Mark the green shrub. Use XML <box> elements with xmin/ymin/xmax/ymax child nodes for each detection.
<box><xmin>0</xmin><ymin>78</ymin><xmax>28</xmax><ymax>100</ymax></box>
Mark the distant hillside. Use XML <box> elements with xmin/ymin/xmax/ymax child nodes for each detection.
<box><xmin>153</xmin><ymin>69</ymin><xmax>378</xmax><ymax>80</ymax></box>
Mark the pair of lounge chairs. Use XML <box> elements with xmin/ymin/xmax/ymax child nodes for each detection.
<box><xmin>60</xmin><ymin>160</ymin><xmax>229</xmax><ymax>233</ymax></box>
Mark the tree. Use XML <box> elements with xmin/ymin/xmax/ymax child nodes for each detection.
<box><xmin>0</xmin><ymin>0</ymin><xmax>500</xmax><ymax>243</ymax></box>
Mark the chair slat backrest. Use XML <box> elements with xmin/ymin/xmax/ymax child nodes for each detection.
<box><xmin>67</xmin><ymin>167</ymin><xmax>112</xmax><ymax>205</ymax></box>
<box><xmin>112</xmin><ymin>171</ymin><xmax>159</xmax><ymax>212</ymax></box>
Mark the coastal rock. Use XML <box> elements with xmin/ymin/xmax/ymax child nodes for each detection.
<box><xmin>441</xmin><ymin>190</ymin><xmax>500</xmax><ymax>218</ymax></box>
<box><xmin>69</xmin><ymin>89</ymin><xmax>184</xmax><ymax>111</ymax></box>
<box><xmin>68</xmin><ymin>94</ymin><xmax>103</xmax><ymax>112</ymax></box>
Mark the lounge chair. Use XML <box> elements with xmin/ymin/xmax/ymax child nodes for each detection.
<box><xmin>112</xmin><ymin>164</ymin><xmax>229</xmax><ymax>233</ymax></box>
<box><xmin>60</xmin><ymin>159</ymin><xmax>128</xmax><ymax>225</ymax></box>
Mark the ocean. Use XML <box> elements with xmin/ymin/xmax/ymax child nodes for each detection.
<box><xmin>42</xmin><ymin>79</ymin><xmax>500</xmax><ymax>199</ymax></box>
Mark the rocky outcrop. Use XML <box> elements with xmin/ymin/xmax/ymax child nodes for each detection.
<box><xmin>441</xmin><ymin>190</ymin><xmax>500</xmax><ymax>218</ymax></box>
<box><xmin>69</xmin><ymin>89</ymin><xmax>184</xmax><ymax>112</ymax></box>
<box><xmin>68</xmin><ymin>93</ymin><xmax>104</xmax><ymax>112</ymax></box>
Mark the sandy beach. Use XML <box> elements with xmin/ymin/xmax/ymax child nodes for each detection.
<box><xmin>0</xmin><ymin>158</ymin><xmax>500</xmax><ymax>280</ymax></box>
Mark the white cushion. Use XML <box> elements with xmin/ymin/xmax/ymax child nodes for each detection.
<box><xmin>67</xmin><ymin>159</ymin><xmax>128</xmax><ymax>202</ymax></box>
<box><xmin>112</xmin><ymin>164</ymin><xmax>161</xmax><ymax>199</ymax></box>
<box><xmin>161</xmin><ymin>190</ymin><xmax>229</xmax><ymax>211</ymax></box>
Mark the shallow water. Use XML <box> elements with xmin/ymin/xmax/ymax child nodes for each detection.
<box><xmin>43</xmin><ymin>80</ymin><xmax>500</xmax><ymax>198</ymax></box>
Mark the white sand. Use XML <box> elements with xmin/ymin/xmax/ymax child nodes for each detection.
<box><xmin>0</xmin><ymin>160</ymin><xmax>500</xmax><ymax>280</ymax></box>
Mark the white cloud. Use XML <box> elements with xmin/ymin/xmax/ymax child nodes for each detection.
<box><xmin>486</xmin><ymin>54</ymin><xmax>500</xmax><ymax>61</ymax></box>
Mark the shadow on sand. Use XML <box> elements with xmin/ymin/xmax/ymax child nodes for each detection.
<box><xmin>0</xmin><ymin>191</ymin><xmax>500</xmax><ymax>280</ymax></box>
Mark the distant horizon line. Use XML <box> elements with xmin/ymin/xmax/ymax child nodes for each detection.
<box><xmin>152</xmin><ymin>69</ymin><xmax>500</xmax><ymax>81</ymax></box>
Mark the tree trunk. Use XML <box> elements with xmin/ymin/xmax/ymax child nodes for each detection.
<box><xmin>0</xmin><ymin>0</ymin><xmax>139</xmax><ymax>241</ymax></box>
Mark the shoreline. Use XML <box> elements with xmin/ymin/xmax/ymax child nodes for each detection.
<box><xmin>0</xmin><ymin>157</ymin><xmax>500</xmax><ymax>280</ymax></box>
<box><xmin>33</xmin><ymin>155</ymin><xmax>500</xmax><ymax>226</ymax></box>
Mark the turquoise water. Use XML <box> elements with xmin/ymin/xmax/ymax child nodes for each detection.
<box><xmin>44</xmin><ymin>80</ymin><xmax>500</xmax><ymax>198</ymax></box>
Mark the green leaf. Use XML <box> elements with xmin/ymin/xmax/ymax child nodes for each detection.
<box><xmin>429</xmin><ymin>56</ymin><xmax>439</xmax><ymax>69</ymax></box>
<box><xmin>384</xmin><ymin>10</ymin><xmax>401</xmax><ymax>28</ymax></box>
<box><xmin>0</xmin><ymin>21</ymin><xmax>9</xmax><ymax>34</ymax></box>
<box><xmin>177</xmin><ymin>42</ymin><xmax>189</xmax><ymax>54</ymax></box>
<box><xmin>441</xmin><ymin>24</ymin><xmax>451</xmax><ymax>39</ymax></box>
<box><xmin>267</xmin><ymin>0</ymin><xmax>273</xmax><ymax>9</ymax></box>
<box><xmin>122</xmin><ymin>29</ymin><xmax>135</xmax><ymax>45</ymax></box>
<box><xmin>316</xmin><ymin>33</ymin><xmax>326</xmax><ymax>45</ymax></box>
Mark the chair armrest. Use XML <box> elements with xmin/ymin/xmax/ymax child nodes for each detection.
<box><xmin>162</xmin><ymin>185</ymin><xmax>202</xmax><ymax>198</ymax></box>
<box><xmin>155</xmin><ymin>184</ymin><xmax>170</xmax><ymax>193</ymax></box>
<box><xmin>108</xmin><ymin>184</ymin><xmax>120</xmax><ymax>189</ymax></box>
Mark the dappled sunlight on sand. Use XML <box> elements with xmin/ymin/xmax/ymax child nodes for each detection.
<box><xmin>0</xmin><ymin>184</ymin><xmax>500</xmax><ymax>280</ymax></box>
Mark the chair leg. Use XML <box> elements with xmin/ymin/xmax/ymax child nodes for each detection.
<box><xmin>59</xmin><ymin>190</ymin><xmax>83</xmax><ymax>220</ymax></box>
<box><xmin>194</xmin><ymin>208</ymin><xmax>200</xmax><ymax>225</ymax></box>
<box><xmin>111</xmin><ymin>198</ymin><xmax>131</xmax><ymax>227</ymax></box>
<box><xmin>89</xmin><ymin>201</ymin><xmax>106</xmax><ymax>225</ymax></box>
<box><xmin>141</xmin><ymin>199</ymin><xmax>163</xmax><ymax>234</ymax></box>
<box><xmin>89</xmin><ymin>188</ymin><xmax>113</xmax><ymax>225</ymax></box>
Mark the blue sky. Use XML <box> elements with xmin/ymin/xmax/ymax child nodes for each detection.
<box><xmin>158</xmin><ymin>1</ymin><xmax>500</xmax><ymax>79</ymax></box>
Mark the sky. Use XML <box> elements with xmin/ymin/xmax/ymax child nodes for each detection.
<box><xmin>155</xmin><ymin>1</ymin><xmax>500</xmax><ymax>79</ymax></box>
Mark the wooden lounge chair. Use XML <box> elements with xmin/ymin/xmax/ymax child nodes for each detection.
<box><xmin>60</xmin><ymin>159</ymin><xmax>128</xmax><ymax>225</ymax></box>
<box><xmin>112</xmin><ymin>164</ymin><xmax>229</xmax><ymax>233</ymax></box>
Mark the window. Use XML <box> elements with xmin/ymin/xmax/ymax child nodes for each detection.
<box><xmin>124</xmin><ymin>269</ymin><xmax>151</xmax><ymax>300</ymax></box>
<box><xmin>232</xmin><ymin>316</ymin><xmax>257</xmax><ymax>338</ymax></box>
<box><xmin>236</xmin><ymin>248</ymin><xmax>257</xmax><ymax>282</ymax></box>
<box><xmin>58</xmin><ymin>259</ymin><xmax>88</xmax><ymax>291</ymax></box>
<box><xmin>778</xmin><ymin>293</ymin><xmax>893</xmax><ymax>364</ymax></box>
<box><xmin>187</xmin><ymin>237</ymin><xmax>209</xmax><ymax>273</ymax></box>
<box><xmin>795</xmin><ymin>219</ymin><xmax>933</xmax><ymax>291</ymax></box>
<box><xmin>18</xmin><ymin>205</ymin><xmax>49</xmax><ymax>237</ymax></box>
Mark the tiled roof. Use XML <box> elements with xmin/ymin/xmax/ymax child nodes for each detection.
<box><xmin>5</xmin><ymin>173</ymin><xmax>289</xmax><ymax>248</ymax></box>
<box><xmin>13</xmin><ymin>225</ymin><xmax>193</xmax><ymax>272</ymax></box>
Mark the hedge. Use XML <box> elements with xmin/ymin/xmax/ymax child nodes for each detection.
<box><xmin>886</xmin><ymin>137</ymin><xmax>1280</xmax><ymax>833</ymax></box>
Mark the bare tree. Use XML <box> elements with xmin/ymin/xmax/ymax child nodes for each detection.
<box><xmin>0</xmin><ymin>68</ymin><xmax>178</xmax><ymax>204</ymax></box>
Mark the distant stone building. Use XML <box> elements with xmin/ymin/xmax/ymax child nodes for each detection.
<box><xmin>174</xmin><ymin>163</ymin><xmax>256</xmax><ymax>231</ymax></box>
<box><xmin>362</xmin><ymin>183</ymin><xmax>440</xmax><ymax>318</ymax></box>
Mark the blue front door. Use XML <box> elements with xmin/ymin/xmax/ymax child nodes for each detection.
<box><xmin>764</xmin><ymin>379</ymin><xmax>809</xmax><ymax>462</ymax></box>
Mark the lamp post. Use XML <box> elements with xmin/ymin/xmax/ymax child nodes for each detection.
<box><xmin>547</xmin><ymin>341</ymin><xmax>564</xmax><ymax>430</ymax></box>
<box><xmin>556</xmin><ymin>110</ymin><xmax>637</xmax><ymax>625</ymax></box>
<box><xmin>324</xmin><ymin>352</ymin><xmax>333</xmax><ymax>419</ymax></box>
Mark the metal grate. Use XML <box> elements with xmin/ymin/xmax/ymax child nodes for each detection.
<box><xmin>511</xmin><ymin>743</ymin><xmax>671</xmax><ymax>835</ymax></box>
--------------------------------
Retype exactly the lines from the one containing "Mark the blue front" through the last line of the records above, including both.

**Written solution:**
Mark the blue front door. Use XML <box> elements with xmin/ymin/xmax/ymax child nodes for each detection.
<box><xmin>764</xmin><ymin>379</ymin><xmax>809</xmax><ymax>462</ymax></box>
Mark the lamp post. Use XML <box> elements with xmin/ymin/xmax/ymax child nodes for each detection.
<box><xmin>547</xmin><ymin>341</ymin><xmax>564</xmax><ymax>430</ymax></box>
<box><xmin>556</xmin><ymin>110</ymin><xmax>637</xmax><ymax>625</ymax></box>
<box><xmin>324</xmin><ymin>352</ymin><xmax>333</xmax><ymax>419</ymax></box>
Mark the metal grate. Use XML <box> elements with xmin/ymin/xmax/ymax child nodes for each detection.
<box><xmin>511</xmin><ymin>743</ymin><xmax>671</xmax><ymax>835</ymax></box>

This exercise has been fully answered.